Set problem: Lay out every line of the items below as a single numbered list, leaving out any blank lines.
════════
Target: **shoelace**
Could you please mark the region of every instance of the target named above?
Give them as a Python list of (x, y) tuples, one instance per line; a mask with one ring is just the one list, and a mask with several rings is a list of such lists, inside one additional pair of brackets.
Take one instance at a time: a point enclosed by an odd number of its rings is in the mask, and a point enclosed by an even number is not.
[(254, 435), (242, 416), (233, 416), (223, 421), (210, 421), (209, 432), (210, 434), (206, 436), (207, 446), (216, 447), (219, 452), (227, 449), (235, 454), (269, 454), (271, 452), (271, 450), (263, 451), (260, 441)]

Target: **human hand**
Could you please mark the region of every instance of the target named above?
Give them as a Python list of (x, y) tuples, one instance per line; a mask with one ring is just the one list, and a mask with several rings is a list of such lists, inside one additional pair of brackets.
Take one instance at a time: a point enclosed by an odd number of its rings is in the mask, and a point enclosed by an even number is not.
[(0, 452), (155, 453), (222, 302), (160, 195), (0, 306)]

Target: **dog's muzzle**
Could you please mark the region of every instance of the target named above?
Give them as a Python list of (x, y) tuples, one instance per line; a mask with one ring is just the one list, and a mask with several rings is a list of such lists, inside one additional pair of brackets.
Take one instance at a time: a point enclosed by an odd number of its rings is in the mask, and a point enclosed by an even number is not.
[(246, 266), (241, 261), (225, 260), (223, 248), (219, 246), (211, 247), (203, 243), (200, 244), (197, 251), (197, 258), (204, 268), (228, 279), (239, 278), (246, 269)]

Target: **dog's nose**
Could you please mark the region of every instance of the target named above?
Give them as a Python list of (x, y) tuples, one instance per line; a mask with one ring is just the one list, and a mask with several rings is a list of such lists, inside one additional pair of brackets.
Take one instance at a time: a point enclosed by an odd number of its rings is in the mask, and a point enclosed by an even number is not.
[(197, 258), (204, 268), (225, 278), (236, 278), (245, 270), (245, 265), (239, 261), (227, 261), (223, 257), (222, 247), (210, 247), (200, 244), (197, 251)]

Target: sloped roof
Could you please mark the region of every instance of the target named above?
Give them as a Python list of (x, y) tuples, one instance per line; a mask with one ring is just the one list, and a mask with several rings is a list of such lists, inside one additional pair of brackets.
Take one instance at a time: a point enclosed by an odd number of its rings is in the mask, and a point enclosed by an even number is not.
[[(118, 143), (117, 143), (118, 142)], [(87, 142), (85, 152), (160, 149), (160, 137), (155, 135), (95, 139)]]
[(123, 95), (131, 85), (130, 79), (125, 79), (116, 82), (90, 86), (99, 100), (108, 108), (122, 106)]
════════
Written reply:
1. Target: **shoelace**
2. Could you please mark the region of every instance of the target named above?
3. Give them as a Python list of (x, y) tuples, one instance per line; a mask with one ring is just the one list, and a mask with several rings is a list of such lists, inside one additional pair of brackets.
4. Take one instance at a time: a point enclosed by an odd number of its rings is in the mask, and a point enclosed by an even number is not.
5. [(254, 435), (242, 416), (233, 416), (223, 421), (210, 421), (209, 432), (210, 434), (206, 436), (207, 446), (216, 447), (219, 452), (227, 449), (235, 454), (269, 454), (271, 452), (271, 450), (263, 451), (260, 441)]
6. Target: **human hand**
7. Could you please mark the region of every instance of the target named above?
8. Give them as a Python list of (x, y) tuples, one instance per line; a mask with one ring is just the one list, and a mask with several rings is a list of such lists, inside one additional pair of brackets.
9. Take one instance at a time: a point enclosed by an odd number of its rings is in the mask, and a point enclosed by an even number is not.
10. [(0, 452), (155, 453), (222, 302), (160, 195), (0, 306)]
11. Target: **dog's muzzle**
12. Could you please mark the region of every instance of the target named above?
13. Give them as a Python list of (x, y) tuples, one instance per line; a mask with one ring is just the one list, and a mask with several rings is a list of such lists, inside one additional pair of brackets.
14. Take one instance at a time: a point enclosed by an odd number of its rings is in the mask, and a point enclosed by an even number is not.
15. [(246, 266), (241, 261), (225, 260), (223, 248), (219, 246), (211, 247), (203, 243), (200, 244), (197, 251), (197, 258), (204, 268), (228, 279), (239, 278), (246, 269)]
16. Target: **dog's nose**
17. Could you please mark the region of every instance of the target named above?
18. Give them as a Python list of (x, y) tuples, one instance per line; a mask with one ring is just the one list, and a mask with several rings is a list of such lists, inside one additional pair of brackets.
19. Take one instance at a time: a point enclosed by an odd number of its rings is in the mask, and a point enclosed by an even number is not.
20. [(197, 258), (204, 268), (225, 278), (236, 278), (245, 270), (245, 265), (239, 261), (227, 261), (223, 257), (222, 247), (210, 247), (200, 244), (197, 251)]
21. Target: sloped roof
22. Could you please mark the region of every instance of the target named above?
23. Give them as a Python list of (x, y) tuples, one instance per line; a mask with one ring is just the one list, and a mask with several rings is a list of such lists, inside one additional pair of brackets.
24. Take one instance at a time: a point enclosed by an odd number of its rings is in the mask, and a point enclosed by an even number is not.
25. [[(118, 143), (117, 143), (118, 142)], [(87, 142), (85, 152), (160, 149), (160, 137), (155, 135), (95, 139)]]
26. [(123, 95), (131, 85), (130, 79), (125, 79), (116, 82), (90, 86), (99, 100), (108, 108), (122, 106)]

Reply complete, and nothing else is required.